Top of READING PASSAGE

April was a dark month for China’s stock market. One of the stocks that plunged significantly over the past two weeks is Yiling Pharmaceutical, which dropped over 35% from its peak on 11 April.
A top Chinese internet influencer and the son of a Chinese billionaire, Wang Sicong, who has more than 40 million followers, reposted a video and raised the question of whether Yiling’s star product Lianhua Qingwen, had ever been recommended by the World Health Organization to treat COVID-19 patients.
The question soon went viral on Chinese social media sites amid the Shanghai lockdown. Yiling stock plunged by the daily limit, which is 10%, for two days. When the media reached out to the pharmaceutical company for comment, they did not respond immediately.
Four days after the Weibo post, Yiling Pharceutimal told Chinese media that “the company has never stated on any occasion that 'WHO recommends Lianhua Qingwen’”, challenging social media posts by individuals, non-licensed media and KOLs' posts on Weibo.

Bottom of READING PASSAGE
Top of ENTRIES SHOWN

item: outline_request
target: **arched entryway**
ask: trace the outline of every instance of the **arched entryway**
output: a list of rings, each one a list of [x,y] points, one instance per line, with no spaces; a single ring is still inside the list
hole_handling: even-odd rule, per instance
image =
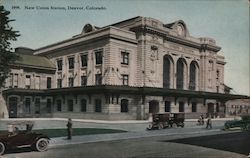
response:
[[[195,90],[198,86],[198,63],[196,61],[192,61],[189,69],[189,89]]]
[[[170,88],[171,85],[171,74],[173,67],[173,59],[170,55],[163,57],[163,88]]]
[[[9,98],[9,118],[16,118],[17,117],[17,97]]]
[[[159,112],[159,102],[152,100],[149,102],[149,113],[155,114]]]
[[[214,114],[214,103],[207,104],[207,113],[211,116]]]
[[[183,58],[178,59],[176,66],[176,88],[184,89],[186,61]]]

Bottom of ENTRIES SHOWN

◆ **ASSIGNMENT 1**
Name all the kinds of posters whose social media posts Yiling's statement challenged, according to the Yiling stock passage.
◆ **ASSIGNMENT 2**
How many followers does Wang Sicong have, according to the Yiling stock passage?
◆ **ASSIGNMENT 3**
Please say whether each statement agrees with the Yiling stock passage: (a) Yiling stock fell by the daily limit for three days. (b) The daily limit for a stock's fall is 10%. (c) The company responded right away when the media asked for comment.
The rows have nothing to do with these tasks.

◆ **EXERCISE RESPONSE 1**
Individuals, non-licensed media, and KOLs.

◆ **EXERCISE RESPONSE 2**
More than 40 million.

◆ **EXERCISE RESPONSE 3**
(a) No: "Yiling stock plunged by the daily limit, which is 10%, for two days."
(b) Yes: "the daily limit, which is 10%"
(c) No: "they did not respond immediately"